Your objective:
Rewrite the passage of the underwater-aged wine article between "It adds that" and "the submerged bottles.", inclusive, swapping "seepage" for "leakage".

Feds say wine aged underwater may be illegal

The unusual approach gained attention in 2013 when Napa's Mira Winery submerged wine in a South Carolina harbor to test the impact of the ocean on the aging of wine.|

The federal government is taking a murky view of wine bottles that are aged under ocean waters.

The Treasury Department’s Alcohol and Tobacco Tax and Trade Bureau warned this week that it may be illegal to sell wine in the United States that has been aged underwater, a relatively rare approach to winemaking that gained widespread publicity in 2013 when a Napa winery began testing the process.

Mira Winery placed 48 bottles of its 2009 cabernet sauvignon in cages and submerged them for three months under the waters of the harbor of Charleston, S.C. It dubbed the process “aquaoir” - a play on the French winemaking term terroir - and wanted to test the effects that it had on the chemistry of the wine.

The bureau, which oversees wine labeling, has the power to prohibit wineries from selling or shipping bottles that have been “adulterated,” on the grounds that they are mislabeled. The agency asked the U.S. Food and Drug Administration for its opinion on the process, and the FDA said wine bottles that have had contact with ocean water “may” be deemed adulterated under federal law because they were stored under unsanitary conditions.

The bureau announced Tuesday that it will refer any label application for ocean-aged wine to the FDA for a determination on whether it would be compliant under federal law.

Outside the bureaucratic language, the agency paints a pretty disgusting picture of what wine bottles would be subjected to in the ocean, especially as overpressure on their seals would increase the likelihood of water seeping inside.

“Examples of chemical contaminants found in sea or ocean waters include gasoline, oil, heavy metals, plastics, drug residues, pesticides, as well as various types of filth, including waste materials from biological sources, sludge, decaying organic matter, runoff from farms, effluents from sewage treatment plants, and bilge waters from vessels,” the guidance reads.

It adds that even a wax coating may not make a bottle impermeable. In fact, biological growth on a bottle could degrade the cork and wax seal, contaminating the bottle when it is opened.

Mira President Jim Dyke said he was disappointed by the bureau’s warning and wondered what triggered such a public pronouncement by the agency on the process, which he contended was more of an experiment rather than a new business line to pursue.

He argued that his own testing and inspection of the bottles showed there was no seepage, and that the agencies never inspected the submerged bottles.

“It is in no one’s interest, especially a small producer of premier Napa Valley wines, to produce a product for the consumer that is adulterated,” Dyke wrote in an email.

Mira conducted the February 2013 test to determine how the temperature, pressure and motion of the ocean would impact the chemistry of wine as it aged. A blind taste test between land-aged and ocean-aged bottles showed the latter had more of an aged taste, Dyke said.

It expanded the test later that year and again in 2014, submerging a total of 15 cases of wine. It sold some of the wines to members of its wine club.

Several European wineries have experimented with aging and storing wine in the ocean, though Mira claimed it is the first U.S. winery to test the process.

Information provided:
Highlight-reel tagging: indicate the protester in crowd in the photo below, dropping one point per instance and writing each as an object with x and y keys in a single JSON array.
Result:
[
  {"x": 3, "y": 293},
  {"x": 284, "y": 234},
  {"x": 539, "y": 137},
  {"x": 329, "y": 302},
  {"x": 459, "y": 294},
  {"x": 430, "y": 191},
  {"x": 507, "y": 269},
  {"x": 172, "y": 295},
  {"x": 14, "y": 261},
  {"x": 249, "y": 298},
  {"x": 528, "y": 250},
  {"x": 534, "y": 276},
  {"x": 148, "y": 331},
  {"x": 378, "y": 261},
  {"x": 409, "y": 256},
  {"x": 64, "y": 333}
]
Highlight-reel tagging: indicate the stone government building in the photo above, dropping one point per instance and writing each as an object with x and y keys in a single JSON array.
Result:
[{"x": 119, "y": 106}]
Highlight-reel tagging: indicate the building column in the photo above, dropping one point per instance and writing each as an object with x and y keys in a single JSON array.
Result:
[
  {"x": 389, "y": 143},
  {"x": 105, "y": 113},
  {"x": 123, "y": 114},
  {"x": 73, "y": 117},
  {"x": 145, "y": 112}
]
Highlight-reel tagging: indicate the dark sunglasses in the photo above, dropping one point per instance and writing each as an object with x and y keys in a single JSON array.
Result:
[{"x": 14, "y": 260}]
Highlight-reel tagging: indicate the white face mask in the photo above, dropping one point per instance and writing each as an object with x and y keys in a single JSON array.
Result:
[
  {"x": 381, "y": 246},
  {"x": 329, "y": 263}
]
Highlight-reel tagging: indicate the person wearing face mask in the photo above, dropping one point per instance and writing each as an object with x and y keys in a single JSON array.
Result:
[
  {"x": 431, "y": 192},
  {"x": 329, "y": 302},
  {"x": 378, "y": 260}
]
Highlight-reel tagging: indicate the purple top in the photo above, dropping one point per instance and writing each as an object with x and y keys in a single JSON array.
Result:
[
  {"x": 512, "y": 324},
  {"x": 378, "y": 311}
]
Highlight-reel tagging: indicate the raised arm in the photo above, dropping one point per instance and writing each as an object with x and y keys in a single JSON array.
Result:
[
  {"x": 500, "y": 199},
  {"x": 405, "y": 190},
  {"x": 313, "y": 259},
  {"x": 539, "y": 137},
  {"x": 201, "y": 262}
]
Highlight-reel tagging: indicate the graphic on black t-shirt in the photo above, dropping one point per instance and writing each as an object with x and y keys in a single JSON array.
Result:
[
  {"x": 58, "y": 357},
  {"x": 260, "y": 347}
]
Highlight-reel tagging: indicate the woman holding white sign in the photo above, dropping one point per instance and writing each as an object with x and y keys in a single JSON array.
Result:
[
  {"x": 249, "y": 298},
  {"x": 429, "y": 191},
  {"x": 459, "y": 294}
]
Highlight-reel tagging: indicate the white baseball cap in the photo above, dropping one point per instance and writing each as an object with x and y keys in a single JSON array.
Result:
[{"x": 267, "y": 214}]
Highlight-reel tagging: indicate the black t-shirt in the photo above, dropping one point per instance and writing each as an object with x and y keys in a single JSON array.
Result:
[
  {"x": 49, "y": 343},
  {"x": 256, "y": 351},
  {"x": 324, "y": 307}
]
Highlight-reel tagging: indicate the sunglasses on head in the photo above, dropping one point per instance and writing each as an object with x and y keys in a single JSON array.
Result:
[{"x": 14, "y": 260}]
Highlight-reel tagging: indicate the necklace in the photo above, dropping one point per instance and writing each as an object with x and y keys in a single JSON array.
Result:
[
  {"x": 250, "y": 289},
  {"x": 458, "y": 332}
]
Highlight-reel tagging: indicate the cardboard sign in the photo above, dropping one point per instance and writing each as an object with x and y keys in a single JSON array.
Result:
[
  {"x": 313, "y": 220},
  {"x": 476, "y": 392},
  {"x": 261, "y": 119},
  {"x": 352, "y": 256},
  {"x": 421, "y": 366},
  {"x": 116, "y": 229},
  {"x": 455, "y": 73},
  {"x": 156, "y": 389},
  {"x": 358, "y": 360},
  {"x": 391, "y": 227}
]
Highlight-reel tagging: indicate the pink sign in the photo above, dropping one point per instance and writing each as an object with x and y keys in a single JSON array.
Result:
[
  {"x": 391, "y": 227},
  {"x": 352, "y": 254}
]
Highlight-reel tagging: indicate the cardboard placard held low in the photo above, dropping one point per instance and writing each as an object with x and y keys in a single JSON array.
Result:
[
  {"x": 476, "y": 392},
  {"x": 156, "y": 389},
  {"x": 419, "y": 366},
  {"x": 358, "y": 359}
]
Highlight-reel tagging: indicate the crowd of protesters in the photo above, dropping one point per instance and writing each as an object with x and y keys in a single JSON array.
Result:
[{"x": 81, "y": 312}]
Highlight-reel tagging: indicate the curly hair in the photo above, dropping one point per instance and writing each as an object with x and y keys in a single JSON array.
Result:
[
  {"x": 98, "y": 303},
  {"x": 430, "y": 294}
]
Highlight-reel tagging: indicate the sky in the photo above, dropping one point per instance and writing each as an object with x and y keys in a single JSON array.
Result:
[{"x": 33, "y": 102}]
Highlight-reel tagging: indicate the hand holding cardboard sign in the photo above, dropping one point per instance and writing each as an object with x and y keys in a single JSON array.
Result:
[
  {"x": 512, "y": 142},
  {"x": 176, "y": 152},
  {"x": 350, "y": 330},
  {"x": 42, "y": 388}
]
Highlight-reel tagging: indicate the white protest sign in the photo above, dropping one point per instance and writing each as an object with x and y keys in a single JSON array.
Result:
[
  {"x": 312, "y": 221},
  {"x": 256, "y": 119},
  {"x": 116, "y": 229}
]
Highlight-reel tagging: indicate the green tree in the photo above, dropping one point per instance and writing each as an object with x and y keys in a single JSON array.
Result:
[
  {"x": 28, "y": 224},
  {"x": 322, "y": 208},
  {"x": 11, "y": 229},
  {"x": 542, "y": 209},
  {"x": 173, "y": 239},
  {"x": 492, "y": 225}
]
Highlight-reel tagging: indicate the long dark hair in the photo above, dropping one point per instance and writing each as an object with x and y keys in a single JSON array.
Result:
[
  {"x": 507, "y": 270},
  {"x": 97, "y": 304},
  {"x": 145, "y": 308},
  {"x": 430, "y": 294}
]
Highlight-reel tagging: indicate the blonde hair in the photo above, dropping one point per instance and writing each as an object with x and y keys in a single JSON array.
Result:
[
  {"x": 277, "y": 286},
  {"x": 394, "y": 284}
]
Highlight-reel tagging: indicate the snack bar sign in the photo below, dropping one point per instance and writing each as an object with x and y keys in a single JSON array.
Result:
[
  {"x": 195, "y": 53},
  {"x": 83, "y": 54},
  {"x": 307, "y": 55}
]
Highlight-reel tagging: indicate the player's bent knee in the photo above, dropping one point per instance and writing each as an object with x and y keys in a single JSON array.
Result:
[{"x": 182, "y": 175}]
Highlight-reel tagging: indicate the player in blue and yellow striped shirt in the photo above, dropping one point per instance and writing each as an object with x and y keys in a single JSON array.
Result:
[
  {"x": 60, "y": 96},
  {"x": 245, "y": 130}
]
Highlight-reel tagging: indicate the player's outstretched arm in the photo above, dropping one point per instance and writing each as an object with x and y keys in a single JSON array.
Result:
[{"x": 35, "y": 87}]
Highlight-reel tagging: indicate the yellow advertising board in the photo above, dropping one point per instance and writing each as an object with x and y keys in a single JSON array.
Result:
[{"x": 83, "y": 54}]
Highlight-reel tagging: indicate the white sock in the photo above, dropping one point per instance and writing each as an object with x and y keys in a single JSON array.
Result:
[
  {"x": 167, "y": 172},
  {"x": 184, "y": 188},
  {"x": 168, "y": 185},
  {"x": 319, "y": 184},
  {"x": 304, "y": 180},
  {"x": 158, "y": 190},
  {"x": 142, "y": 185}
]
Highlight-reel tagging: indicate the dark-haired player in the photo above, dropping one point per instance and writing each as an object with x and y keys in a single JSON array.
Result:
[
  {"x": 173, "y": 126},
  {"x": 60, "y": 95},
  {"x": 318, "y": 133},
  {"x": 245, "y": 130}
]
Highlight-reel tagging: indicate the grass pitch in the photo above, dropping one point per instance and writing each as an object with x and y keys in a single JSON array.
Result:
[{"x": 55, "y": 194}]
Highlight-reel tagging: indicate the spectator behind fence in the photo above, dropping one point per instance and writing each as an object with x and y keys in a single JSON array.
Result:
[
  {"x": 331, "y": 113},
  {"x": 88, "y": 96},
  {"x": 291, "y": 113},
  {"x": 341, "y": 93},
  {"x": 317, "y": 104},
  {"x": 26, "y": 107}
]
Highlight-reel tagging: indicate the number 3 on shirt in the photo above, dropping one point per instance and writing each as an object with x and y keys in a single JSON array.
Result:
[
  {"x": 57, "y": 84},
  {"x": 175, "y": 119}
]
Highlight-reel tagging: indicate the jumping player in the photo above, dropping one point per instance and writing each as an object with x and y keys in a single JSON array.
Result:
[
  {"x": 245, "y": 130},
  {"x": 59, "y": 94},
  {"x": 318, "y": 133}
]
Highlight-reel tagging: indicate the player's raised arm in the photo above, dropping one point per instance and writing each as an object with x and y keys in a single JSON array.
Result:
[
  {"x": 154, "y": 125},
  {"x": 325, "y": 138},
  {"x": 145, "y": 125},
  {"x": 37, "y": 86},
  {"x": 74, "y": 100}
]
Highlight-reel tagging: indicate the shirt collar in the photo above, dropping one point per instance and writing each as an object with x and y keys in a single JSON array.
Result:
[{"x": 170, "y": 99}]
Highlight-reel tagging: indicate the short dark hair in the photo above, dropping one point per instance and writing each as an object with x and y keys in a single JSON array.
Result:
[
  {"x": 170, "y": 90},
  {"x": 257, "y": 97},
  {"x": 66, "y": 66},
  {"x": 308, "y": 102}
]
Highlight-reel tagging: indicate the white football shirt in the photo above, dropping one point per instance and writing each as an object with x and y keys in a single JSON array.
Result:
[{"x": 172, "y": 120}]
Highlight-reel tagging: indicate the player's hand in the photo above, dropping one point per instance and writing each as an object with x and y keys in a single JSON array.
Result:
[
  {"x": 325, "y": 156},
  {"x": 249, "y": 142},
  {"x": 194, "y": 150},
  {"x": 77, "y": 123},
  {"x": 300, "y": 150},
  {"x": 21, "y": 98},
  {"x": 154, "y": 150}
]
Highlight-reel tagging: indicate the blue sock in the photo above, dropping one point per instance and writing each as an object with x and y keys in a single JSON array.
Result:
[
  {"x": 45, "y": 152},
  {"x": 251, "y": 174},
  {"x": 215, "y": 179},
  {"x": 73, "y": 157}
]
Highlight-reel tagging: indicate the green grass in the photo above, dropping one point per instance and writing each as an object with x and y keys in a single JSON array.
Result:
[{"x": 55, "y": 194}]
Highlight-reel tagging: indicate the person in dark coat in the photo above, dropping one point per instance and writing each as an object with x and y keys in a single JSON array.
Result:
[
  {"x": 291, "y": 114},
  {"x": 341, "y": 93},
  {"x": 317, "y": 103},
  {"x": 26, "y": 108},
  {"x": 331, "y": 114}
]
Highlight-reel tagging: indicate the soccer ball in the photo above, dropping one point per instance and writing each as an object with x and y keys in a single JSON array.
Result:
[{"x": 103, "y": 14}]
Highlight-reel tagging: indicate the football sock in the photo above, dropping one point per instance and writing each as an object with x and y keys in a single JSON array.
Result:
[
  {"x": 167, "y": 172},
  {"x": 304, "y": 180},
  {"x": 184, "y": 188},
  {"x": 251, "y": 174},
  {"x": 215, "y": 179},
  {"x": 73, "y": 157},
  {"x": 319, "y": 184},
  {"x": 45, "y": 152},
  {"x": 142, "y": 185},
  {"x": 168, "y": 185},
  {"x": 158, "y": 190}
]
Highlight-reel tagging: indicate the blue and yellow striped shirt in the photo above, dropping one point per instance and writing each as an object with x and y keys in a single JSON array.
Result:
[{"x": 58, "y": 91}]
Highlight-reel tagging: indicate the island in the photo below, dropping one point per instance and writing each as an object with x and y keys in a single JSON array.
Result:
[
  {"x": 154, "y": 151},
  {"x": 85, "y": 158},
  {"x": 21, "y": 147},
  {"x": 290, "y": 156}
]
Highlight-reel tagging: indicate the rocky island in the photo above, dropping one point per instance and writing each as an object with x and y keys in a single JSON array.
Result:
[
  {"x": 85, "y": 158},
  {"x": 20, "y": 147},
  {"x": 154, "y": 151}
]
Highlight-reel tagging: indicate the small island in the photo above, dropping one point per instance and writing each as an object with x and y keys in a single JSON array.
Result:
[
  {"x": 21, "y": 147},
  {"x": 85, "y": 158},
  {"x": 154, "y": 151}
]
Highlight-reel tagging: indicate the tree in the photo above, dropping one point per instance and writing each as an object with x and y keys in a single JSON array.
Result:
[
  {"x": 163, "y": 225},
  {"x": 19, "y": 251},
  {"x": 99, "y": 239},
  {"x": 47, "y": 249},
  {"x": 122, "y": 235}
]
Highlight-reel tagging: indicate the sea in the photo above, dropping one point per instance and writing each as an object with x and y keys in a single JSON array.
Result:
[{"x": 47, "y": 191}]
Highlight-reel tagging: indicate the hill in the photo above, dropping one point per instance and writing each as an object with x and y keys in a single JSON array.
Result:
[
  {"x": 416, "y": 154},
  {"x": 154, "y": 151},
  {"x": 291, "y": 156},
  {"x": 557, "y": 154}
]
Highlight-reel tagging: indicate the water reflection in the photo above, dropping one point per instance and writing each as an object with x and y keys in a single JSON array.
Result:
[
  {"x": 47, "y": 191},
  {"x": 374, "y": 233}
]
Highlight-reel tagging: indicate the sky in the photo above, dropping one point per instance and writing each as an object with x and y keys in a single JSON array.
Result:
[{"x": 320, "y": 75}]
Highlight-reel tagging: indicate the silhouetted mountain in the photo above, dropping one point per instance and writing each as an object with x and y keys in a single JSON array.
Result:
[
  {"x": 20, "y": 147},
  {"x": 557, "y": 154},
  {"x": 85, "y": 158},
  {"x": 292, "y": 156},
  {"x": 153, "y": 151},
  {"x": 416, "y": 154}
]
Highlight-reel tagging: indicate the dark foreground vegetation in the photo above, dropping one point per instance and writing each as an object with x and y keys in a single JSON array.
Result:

Response to the exercise:
It adds that even a wax coating may not make a bottle impermeable. In fact, biological growth on a bottle could degrade the cork and wax seal, contaminating the bottle when it is opened.

Mira President Jim Dyke said he was disappointed by the bureau’s warning and wondered what triggered such a public pronouncement by the agency on the process, which he contended was more of an experiment rather than a new business line to pursue.

He argued that his own testing and inspection of the bottles showed there was no leakage, and that the agencies never inspected the submerged bottles.